*PROBLEM TO WORK ON*.
Reproduce the lines below exactly, from the one containing "Target: lizard head" through the one containing "Where can you see the coin", both included. Leave out any pictures.

--- PROVIDED RECORDS ---

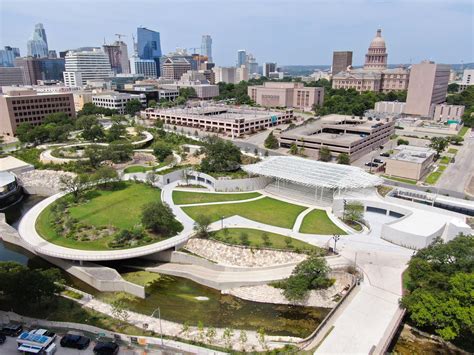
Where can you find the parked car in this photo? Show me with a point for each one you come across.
(75, 341)
(373, 165)
(106, 348)
(11, 330)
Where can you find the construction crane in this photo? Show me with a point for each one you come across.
(119, 35)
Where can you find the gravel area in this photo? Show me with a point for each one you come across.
(240, 256)
(327, 298)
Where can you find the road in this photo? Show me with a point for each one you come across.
(457, 176)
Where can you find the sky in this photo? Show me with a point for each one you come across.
(290, 32)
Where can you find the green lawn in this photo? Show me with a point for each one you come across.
(318, 222)
(266, 210)
(433, 177)
(276, 241)
(445, 160)
(462, 132)
(185, 197)
(399, 179)
(118, 208)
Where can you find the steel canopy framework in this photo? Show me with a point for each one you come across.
(314, 174)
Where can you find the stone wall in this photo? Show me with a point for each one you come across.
(240, 256)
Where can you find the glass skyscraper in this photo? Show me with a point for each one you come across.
(149, 46)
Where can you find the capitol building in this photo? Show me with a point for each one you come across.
(374, 76)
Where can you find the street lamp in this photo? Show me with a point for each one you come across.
(161, 329)
(336, 237)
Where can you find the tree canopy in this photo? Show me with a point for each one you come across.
(441, 288)
(220, 156)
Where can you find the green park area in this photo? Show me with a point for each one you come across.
(102, 219)
(256, 238)
(185, 197)
(318, 222)
(266, 210)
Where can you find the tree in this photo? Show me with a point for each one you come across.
(159, 218)
(201, 225)
(344, 159)
(310, 274)
(439, 144)
(353, 211)
(294, 149)
(271, 142)
(133, 106)
(324, 154)
(439, 294)
(161, 150)
(75, 185)
(220, 156)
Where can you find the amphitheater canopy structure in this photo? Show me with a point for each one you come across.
(322, 179)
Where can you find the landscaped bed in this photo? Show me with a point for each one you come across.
(318, 222)
(94, 222)
(266, 210)
(185, 197)
(256, 238)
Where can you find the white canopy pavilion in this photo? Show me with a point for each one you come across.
(313, 180)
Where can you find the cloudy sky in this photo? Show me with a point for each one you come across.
(288, 32)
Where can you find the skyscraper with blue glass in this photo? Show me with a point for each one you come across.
(149, 46)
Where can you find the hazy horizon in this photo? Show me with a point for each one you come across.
(299, 32)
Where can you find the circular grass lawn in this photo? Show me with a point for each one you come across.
(119, 209)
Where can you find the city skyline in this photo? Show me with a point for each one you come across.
(342, 31)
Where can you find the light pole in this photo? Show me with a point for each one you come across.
(336, 237)
(161, 329)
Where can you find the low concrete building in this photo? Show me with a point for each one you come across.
(410, 162)
(28, 106)
(116, 100)
(354, 136)
(233, 121)
(276, 94)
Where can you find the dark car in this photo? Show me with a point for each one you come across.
(106, 348)
(75, 342)
(11, 330)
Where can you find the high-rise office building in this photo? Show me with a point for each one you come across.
(44, 69)
(427, 87)
(206, 47)
(118, 57)
(376, 57)
(149, 46)
(269, 68)
(8, 55)
(241, 57)
(86, 65)
(38, 44)
(340, 61)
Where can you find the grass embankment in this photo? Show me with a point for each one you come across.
(266, 210)
(185, 197)
(255, 240)
(399, 179)
(318, 222)
(102, 208)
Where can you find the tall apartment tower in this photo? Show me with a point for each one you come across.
(241, 57)
(206, 47)
(269, 68)
(118, 57)
(376, 57)
(427, 87)
(38, 44)
(340, 61)
(86, 65)
(149, 46)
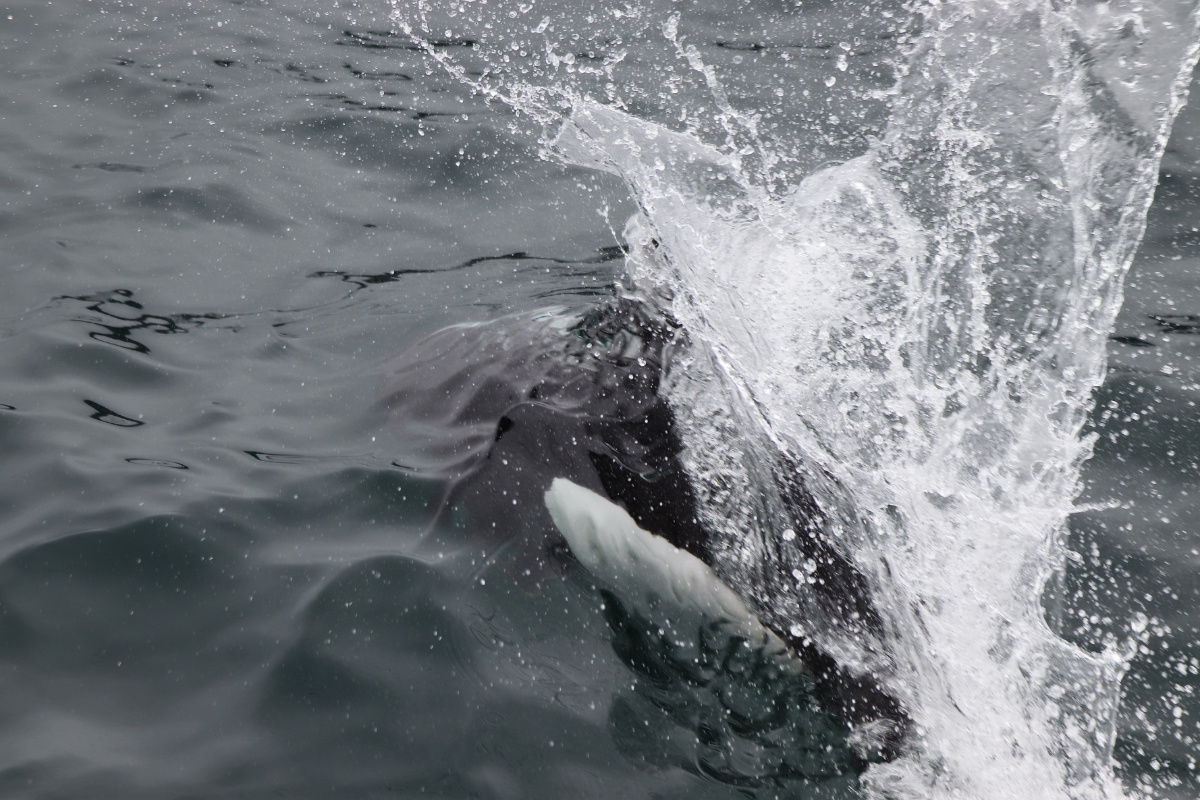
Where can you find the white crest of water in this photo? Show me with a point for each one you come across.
(924, 324)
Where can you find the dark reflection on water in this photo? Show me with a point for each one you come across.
(214, 235)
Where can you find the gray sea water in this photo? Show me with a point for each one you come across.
(221, 573)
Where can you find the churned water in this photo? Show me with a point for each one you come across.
(237, 563)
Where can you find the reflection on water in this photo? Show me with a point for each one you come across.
(219, 223)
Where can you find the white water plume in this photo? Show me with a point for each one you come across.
(919, 330)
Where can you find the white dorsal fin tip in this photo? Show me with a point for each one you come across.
(648, 570)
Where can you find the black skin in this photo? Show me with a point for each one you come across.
(603, 425)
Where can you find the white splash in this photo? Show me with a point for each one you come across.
(925, 324)
(918, 330)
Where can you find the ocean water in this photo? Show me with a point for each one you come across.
(227, 571)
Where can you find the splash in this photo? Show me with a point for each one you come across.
(915, 332)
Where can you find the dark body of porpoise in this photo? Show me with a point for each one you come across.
(503, 408)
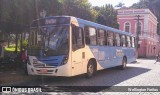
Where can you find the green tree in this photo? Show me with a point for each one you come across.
(107, 15)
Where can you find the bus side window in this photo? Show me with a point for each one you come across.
(101, 37)
(117, 38)
(133, 42)
(90, 36)
(110, 38)
(106, 38)
(128, 42)
(77, 37)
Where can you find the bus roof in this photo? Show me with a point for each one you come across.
(83, 22)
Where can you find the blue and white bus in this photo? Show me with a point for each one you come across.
(70, 46)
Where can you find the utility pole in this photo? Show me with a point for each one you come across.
(138, 32)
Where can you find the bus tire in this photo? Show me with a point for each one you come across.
(124, 63)
(91, 69)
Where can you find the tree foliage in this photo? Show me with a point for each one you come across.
(107, 16)
(25, 11)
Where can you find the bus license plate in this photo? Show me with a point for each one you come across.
(42, 71)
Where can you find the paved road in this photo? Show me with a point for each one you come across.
(142, 73)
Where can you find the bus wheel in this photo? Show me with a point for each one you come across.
(90, 69)
(124, 63)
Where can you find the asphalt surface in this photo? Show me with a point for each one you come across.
(143, 73)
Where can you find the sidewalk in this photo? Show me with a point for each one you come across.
(13, 77)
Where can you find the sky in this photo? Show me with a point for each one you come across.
(113, 2)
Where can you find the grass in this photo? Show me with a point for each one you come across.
(11, 48)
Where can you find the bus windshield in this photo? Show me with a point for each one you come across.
(49, 41)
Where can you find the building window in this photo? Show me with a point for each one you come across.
(139, 28)
(127, 27)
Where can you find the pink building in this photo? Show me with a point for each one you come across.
(149, 41)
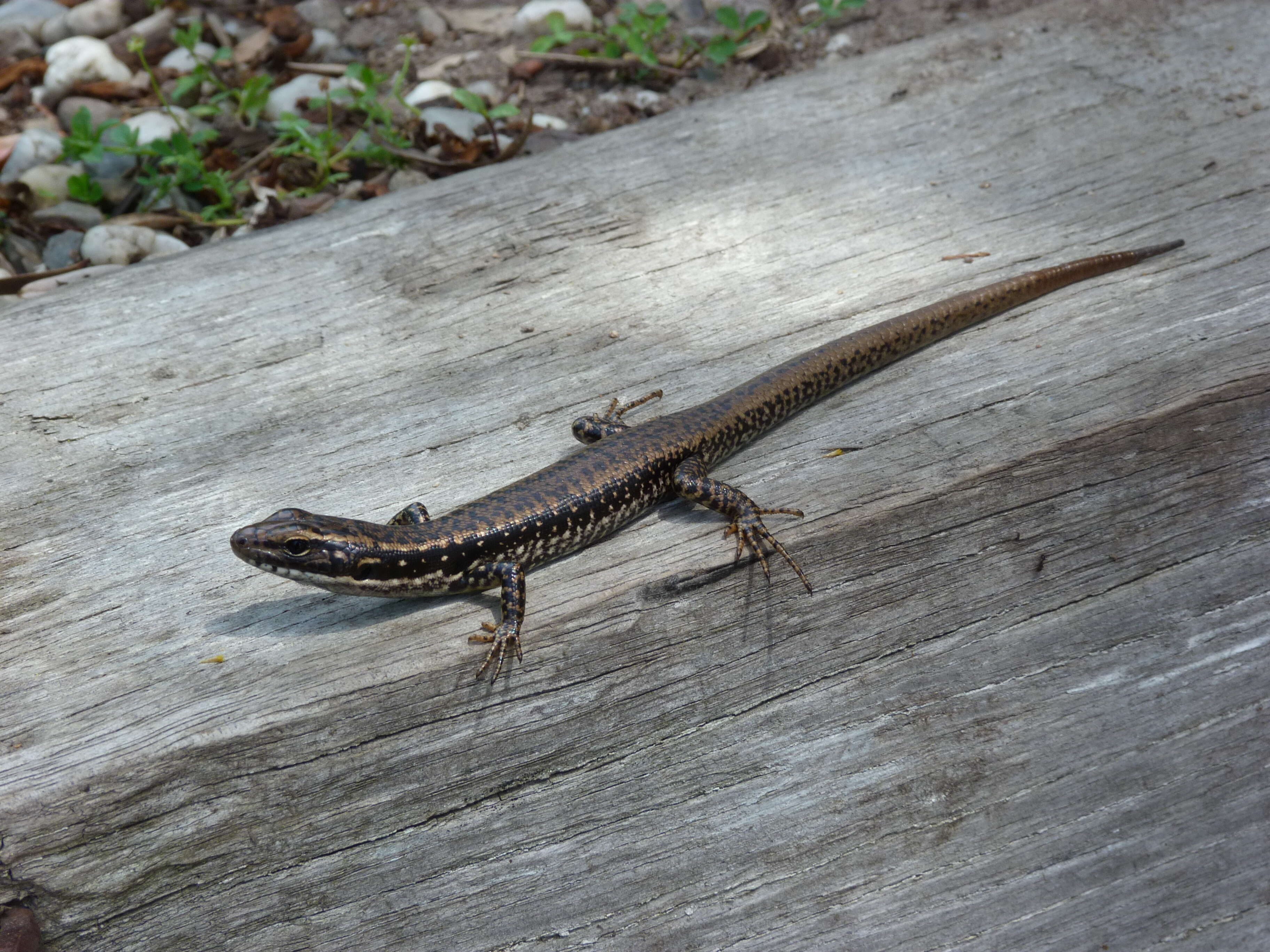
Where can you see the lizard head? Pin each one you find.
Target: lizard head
(348, 555)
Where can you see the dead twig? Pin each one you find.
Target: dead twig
(415, 155)
(17, 282)
(321, 69)
(600, 63)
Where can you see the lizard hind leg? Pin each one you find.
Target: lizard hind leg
(747, 523)
(595, 427)
(505, 639)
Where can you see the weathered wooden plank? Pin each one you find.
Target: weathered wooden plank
(1024, 707)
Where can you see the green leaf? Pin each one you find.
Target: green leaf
(469, 101)
(188, 37)
(728, 17)
(186, 84)
(82, 188)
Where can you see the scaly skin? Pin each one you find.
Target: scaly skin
(623, 473)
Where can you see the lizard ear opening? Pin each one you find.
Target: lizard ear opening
(289, 516)
(413, 515)
(594, 428)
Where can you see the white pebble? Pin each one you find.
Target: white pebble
(33, 148)
(185, 61)
(429, 92)
(80, 60)
(153, 126)
(462, 122)
(126, 244)
(167, 244)
(533, 16)
(549, 122)
(487, 90)
(47, 183)
(839, 43)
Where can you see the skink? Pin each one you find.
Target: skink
(623, 473)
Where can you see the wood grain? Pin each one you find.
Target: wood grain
(1025, 707)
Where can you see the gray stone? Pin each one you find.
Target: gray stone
(112, 166)
(98, 111)
(74, 214)
(407, 178)
(96, 18)
(323, 13)
(30, 14)
(17, 43)
(35, 148)
(63, 249)
(22, 254)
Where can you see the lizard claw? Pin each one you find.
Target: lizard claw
(503, 643)
(752, 533)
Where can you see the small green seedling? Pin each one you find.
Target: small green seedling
(637, 32)
(322, 146)
(82, 188)
(724, 46)
(476, 103)
(84, 143)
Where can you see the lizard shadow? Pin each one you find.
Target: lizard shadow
(323, 613)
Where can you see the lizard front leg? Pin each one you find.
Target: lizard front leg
(506, 636)
(691, 482)
(595, 427)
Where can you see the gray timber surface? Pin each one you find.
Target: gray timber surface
(1024, 707)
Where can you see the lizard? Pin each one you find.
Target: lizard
(621, 473)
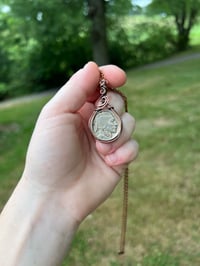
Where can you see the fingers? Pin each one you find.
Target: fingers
(123, 150)
(82, 86)
(124, 155)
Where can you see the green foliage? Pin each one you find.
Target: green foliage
(185, 13)
(164, 185)
(43, 42)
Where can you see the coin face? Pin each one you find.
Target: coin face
(105, 125)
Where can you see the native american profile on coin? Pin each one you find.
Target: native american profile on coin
(105, 125)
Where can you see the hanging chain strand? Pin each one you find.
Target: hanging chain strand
(125, 180)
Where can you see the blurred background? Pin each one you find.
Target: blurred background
(157, 42)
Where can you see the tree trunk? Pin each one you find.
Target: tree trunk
(96, 13)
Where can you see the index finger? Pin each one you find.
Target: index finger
(82, 86)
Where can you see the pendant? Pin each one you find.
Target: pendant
(105, 124)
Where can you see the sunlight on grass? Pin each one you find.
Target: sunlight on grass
(164, 192)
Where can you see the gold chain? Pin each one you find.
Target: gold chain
(125, 185)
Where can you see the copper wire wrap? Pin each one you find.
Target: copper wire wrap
(125, 185)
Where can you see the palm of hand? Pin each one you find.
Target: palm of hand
(64, 160)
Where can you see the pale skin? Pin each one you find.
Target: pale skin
(67, 173)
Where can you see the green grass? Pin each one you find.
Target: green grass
(164, 191)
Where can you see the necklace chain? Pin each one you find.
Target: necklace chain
(103, 91)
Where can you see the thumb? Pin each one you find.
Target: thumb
(72, 96)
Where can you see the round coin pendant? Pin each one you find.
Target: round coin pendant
(105, 125)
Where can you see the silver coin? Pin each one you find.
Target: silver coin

---

*ANSWER TO THIS EXERCISE*.
Target: lizard head
(348, 555)
Where can you see the dead twig? Pin each one you find.
Target: dead twig
(415, 155)
(17, 282)
(321, 69)
(600, 63)
Where can you see the lizard hind leg? Pin each one you find.
Target: lizard hind leg
(747, 523)
(595, 427)
(505, 639)
Where can you see the weathered wooden plank? Pin each one you find.
Target: weathered wooden plank
(1024, 707)
Where can you see the green leaf? Pin each one you find.
Target: green leaf
(469, 101)
(188, 37)
(728, 17)
(186, 84)
(82, 188)
Where can you see the scaly skin? Pin each one you find.
Target: scaly skin
(623, 473)
Where can you see the lizard ear opening? Pin each one you find.
Target: lizard ear opening
(289, 516)
(413, 515)
(594, 428)
Where can you see the white pebble? Pin each one you find.
Target: white pebble
(33, 148)
(185, 61)
(429, 92)
(80, 60)
(153, 126)
(462, 122)
(126, 244)
(167, 244)
(533, 16)
(549, 122)
(487, 90)
(47, 183)
(839, 43)
Where can you see the skink? Pin each one you find.
Target: skink
(623, 473)
Where can you see the wood grain? Pin each one you find.
Target: wood grain
(1025, 707)
Where can you see the gray stone? Pin each one you find.
Target: gray stone
(112, 166)
(98, 111)
(74, 214)
(407, 178)
(96, 18)
(323, 13)
(30, 14)
(17, 43)
(35, 148)
(63, 249)
(22, 254)
Where can you see the lizard claw? Pin each one you find.
Target: lizard claw
(503, 643)
(752, 533)
Where can you see the small green seedling? Pin each one you find.
Target: small green seedling
(637, 32)
(322, 146)
(82, 188)
(724, 46)
(476, 103)
(84, 143)
Where can you see the lizard shadow? Pin each one you find.
Target: lizard shadow
(323, 613)
Where can you see the lizard front leg? Pin each one you find.
Target: lizard front leg
(506, 636)
(691, 482)
(595, 427)
Where can you see the gray timber surface? Pin each one you find.
Target: gray timber surface
(1024, 707)
Where can you see the lizard? Pin each one you find.
Target: lizard
(621, 473)
Where can you see the fingers? Pin each one you find.
Target: fingers
(123, 150)
(82, 86)
(124, 155)
Where can you see the green foliage? Pin each one you find.
Target: green foliage
(185, 13)
(164, 185)
(43, 42)
Where can you see the coin face? Pin each one you find.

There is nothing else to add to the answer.